*Text passage*
TALKING TO MYSELF: 23 Dec 2011 The words that got lost from our Christmas Card (see Wednesday's post) were plucked from this story written 4 years ago. I re-tell it here to encourage each of you recall the wonder of your own childhood Christmases as we stumble forward into the last hours of our frantic holiday preparations.
The Night Santa Lost His Robe
“Yes, VIRGINIA, there is a Santa Claus. He exists as certainly as love and generosity and devotion exist …”
I don’t remember how old I was on that Christmas Eve Santa stopped by Great-Uncle Dick’s to hand-deliver my gifts. So many years have folded one into another that I’m no longer sure I even remember his coming, and I surely don’t remember what he gave me. However, I do recall my alarm when I discovered he’d left his bathrobe behind in Uncle Dick’s bedroom.
The world of my childhood was a curious place where children were as scarce as hen’s teeth, and many of the adults in my extended family were old enough to be my great-grandparents. I was my parents’ only child and my elderly grandfather’s only grandchild, and we all lived together on an out-of-the-way farm.
My grandfather’s brothers, Dick and Bert, were regular visitors in our home, but to my dismay neither of them had any children at all, much less children my age. Gran’s third and youngest brother, Uncle Murf, however, did have a boy, James, a few years older than me.
My cousin James and I were novelties to the old people. They adored us, but were wary of the world of television sets and box cake mixes that we’d been born to. We were like a strange new race being bred to colonize a distant, foreign place they would never glimpse.
And so they filled us with stories of their 19th century childhoods to carry to a future world. While they didn’t let us want for anything we needed, they were careful to explain to us how Spartan growing up had been for them. Oranges, for example, had been the only gifts in their Christmas stockings, and cracking open a fresh, hairy coconut and drinking its watery milk straight from the shell had been the highlight of their holiday.
In comparison, my Christmases were decadent in their abundance, they implied, though it never occurred to me to inquire why. Oranges, I presumed, must have been a great big deal in the 19th century, as wonderful as a toy kitchen with a sink that dripped real water from its faucet or the BB gun my grandfather once impulsively bought my cousin James.

*Record set*
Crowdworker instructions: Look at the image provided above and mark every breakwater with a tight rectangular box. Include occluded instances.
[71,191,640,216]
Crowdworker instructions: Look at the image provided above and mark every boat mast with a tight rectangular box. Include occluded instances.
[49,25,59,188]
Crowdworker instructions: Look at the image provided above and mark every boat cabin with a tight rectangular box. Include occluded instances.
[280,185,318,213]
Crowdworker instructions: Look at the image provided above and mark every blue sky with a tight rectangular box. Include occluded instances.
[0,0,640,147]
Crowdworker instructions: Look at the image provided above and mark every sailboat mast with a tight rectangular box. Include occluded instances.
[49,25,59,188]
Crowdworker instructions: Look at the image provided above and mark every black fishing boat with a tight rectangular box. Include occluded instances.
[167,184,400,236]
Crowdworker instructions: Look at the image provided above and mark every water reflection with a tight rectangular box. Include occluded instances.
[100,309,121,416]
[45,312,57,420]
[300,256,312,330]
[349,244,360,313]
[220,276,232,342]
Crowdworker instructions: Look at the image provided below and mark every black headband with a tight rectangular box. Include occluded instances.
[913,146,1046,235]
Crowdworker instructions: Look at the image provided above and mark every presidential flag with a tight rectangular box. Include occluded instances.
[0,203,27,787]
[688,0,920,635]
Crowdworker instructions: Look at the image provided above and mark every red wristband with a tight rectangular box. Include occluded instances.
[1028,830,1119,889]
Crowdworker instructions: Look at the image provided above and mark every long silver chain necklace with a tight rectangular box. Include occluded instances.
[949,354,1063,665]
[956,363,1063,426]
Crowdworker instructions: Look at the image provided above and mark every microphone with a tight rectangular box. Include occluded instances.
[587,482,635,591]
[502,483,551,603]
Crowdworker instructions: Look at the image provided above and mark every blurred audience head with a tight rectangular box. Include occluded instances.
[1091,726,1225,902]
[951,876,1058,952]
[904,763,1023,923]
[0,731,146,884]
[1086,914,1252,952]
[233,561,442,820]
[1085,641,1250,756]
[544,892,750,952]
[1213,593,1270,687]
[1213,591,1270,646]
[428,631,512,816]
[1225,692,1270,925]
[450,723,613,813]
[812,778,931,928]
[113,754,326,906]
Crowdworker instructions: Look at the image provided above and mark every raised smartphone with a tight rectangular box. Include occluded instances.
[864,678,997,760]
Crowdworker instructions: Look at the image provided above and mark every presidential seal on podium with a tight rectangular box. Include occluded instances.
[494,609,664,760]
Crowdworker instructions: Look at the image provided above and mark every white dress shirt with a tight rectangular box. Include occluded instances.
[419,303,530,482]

*Do this*
Carry on the Christmas memoir about Santa's lost robe, starting right after its last paragraph.

*The answer*
Yet despite the old people’s constant re-telling of their simple Yuletides Past, they all went overboard in their own way to “make Christmas” for James and me. Uncle Bert did his magic act pulling handfuls of nickels from our ears. My grandfather would carry in carloads of brown paper sacks stuffed with loose, bulk candy and nuts in the shell, and my favorite, packs and packs of Wrigley’s chewing gum. And Uncle Dick – well, that brings me to Santa Claus.
On Christmas Eve, the family would gather at Uncle Dick and Aunt Elizabeth’s house for supper. She began preparing this annual feast right after Thanksgiving. There would be homemade brown sugar fudge and chocolate too. Blackberry jam cake and Angel Food. Turkey and dressing, sweet potatoes with marshmallows on top, corn, green beans and mashed potatoes, cranberries, Waldorf salad, red and green Jell-O – the huge, black table covered in oilcloth could barely hold all the food.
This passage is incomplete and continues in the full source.